BEGIN Exercise material
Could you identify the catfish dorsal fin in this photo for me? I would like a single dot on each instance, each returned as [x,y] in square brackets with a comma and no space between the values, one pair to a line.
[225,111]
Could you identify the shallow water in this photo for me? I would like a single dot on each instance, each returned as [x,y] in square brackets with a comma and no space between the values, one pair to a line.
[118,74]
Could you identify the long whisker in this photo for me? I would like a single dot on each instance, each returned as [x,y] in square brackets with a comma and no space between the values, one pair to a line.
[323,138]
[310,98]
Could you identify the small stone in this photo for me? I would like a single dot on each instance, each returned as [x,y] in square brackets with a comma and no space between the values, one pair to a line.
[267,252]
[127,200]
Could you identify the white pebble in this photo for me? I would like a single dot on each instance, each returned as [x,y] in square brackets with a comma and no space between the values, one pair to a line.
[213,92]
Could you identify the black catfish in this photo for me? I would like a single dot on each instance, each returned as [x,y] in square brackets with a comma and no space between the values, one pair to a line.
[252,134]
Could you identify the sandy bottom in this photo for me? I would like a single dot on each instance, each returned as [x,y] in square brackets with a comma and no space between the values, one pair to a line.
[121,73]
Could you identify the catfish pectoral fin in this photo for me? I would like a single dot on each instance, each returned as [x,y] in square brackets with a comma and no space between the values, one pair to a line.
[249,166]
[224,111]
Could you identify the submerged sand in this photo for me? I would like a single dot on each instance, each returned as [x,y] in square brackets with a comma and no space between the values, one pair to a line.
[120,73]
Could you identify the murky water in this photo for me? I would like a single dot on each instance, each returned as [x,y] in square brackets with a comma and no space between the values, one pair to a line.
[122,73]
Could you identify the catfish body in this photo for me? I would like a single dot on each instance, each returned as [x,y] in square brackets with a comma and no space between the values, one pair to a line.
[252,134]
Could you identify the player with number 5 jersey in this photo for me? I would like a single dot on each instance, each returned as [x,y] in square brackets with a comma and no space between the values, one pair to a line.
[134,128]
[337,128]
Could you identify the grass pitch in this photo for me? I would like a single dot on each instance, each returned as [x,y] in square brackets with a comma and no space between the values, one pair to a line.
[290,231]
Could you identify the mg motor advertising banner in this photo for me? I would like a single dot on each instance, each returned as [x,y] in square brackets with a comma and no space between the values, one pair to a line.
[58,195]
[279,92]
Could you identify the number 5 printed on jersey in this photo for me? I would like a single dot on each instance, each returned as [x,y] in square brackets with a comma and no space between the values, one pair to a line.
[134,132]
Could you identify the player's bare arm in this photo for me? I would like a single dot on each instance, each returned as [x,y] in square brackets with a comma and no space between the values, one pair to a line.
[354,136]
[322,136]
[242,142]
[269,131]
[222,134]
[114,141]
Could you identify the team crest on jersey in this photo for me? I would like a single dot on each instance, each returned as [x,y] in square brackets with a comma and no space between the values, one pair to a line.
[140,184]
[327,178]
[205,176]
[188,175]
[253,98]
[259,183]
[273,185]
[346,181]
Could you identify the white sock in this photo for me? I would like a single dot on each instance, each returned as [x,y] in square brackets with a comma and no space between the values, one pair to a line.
END Exercise material
Exercise directions: Each line of the material above must be retyped exactly as written.

Exercise response:
Could you identify the catfish dorsal fin in this photo for me? I would like a single dot on each instance, each returned as [x,y] in square brackets with a comma and no space between the values, one pair to a line.
[225,111]
Could you identify the shallow water in this photo for me? I would like a single dot on each instance, each returned as [x,y] in square brackets with a comma and no space between the values, one pair to a line.
[118,74]
Could you identify the long whisker in this photo for me? I would like a single dot on each instance, each returned as [x,y] in square brackets with a comma and no space between the values, one pair to a line.
[323,138]
[310,98]
Could you identify the small stone in this photo for me? I would like a single dot on each instance, each returned as [x,y] in square brackets with a comma and no space between the values, one pair to a line.
[267,252]
[127,200]
Could you identify the white pebble in this photo for me? I would like a single dot on each instance, each returned as [x,y] in square brackets with a comma and no space between the values, one pair to a line.
[213,92]
Could you identify the black catfish in this photo for me? I would like a single dot on each instance, each returned as [x,y] in square brackets with a comma and no space between the values, one pair to a line.
[252,134]
Could you identify the sandy bottom in this photo for me? I would like a single dot on each instance, each returned as [x,y] in square brackets with a comma and no space between the values, one pair to a line.
[121,73]
Could you identify the catfish pectoral fin in this photo for me? I would like a single dot on each instance, each returned as [x,y] in square brackets with a comma and no space between the values, one pair to a line.
[249,166]
[224,111]
Could you identify the submerged sand in this photo for me? I would like a single dot on each instance, each returned as [x,y] in square brackets with a comma and no space between the values, one pair to a line.
[120,73]
Could you identify the murky water in this photo for me? I would like a single dot on each instance, each returned as [x,y] in square brackets with a comma and no space between the values, one pair to a line.
[122,73]
Could you identify the catfish body in this photo for me? I would like a single dot on each instance, each returned as [x,y] in square brackets with a comma and no space between the values, one pair to a line.
[252,134]
Could you identify the player with number 5 jersey in this photo for me? I would like a single dot on each instance, each returned as [x,y] in square brackets with a comma and no space between the values, one pair to a line.
[134,128]
[337,128]
Could you identify the grass pitch in this photo for me? I would like a single dot on each instance, each returned as [x,y] in square brackets with a comma and no space between the values, one pair to a line.
[290,231]
Could you identify the mg motor advertising banner in this photo for me? I would like a single dot on each instance, each returned as [x,y] in square brackets with a comma and no space between the values, one pair to a line.
[58,195]
[279,92]
Could you identify the number 5 printed on jersey in this photo for me? I would like a single dot on each instance, each returned as [x,y] in square brackets with a comma and no space between the values, one pair to a line.
[134,132]
Could you identify the player's bare arm in this photo for me? I would like a single dot on each instance, each returned as [x,y] in square brackets with a comma and no space between the values, one pair to a line.
[354,136]
[322,136]
[242,142]
[269,131]
[222,134]
[114,141]
Could you identify the team crest on jersey in this photo for me? I would like a single dot on each instance, each returned as [x,y] in square brackets with a comma and no space between the values, one pair to a line.
[140,184]
[327,178]
[205,176]
[188,175]
[253,98]
[259,183]
[273,185]
[346,181]
Could you identify the white sock in this photo for me? I would like a single dot on each instance, each returned as [x,y] in square brackets with a comma and no space between the values, one pair to a line.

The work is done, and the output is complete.